[Stored records]
★ ★ ★ ★ ★ ★ ★

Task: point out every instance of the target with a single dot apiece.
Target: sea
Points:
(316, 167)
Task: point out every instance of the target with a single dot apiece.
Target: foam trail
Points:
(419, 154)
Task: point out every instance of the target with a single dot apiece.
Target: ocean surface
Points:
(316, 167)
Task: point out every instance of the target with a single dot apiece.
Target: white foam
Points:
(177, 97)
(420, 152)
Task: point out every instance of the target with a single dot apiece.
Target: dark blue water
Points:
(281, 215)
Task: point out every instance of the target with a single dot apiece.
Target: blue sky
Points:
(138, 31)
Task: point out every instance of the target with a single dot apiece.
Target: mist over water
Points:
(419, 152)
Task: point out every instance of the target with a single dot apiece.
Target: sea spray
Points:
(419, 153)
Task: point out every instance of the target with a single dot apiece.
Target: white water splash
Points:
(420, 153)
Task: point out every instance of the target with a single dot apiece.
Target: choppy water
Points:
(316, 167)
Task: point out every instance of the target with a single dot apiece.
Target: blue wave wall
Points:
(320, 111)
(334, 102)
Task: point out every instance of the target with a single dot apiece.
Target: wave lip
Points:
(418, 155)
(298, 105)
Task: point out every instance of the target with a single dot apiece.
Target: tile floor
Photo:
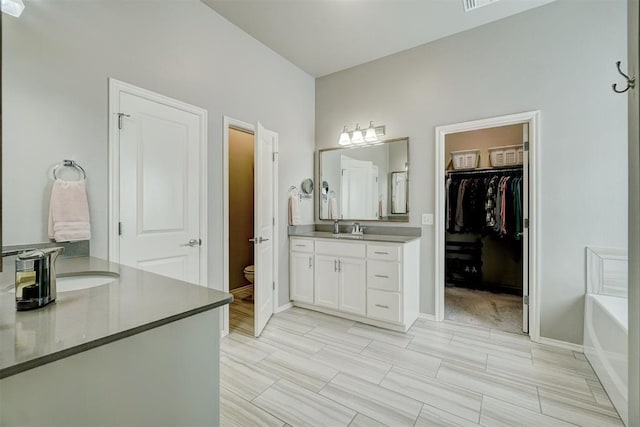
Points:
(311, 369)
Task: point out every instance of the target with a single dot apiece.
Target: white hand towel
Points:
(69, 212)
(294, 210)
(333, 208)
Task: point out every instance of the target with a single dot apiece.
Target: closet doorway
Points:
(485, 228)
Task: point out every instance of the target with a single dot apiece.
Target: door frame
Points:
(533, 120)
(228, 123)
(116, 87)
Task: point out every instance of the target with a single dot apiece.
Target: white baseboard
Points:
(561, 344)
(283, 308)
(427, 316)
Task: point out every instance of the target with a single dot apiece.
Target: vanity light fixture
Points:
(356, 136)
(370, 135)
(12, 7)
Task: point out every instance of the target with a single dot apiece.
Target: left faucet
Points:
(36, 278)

★ ★ ★ ★ ★ ★ ★

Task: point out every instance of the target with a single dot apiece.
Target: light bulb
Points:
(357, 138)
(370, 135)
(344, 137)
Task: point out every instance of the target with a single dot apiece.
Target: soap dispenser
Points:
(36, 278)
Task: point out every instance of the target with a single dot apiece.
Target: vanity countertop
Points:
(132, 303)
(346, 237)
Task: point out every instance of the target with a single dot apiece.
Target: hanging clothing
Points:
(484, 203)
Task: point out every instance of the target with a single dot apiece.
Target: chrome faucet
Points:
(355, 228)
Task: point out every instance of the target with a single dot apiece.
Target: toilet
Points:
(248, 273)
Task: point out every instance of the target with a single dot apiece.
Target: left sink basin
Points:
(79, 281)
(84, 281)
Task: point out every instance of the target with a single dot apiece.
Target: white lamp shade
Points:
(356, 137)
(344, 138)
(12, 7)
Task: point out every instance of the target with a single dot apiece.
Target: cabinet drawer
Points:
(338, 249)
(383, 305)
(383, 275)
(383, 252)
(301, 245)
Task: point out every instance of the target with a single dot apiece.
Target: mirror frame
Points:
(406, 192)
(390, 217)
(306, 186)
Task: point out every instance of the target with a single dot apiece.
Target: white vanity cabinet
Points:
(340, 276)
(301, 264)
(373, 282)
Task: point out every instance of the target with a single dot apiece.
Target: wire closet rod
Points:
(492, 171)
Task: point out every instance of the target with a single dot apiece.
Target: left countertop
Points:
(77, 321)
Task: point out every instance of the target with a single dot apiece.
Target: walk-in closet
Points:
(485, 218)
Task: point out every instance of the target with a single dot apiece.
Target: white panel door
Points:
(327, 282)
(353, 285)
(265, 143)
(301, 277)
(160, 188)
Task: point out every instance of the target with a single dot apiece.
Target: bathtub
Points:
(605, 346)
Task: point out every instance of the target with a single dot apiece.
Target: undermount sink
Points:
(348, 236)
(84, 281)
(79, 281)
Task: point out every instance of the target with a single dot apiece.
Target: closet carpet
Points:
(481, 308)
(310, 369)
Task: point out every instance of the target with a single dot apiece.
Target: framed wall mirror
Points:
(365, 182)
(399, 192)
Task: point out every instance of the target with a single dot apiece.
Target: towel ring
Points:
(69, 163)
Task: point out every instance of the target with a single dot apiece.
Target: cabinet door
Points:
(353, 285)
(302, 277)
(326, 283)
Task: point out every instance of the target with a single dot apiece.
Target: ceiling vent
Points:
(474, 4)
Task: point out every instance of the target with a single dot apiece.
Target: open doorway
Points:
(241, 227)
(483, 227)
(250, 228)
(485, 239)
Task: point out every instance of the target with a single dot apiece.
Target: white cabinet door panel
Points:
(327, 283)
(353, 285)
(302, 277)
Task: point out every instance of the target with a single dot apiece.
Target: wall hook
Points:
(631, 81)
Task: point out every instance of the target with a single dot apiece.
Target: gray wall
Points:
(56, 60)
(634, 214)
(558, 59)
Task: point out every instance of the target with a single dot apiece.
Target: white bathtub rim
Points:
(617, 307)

★ ★ ★ ★ ★ ★ ★

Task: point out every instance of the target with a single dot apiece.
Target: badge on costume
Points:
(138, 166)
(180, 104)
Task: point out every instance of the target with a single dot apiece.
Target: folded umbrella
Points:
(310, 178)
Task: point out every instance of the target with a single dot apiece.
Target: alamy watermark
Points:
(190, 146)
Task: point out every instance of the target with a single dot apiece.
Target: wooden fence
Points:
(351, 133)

★ ★ ★ ★ ★ ★ ★

● What is required
Find the lines above holding the word "sink" and show them.

● Finished exercise
Target: left sink basin
Target: undermount sink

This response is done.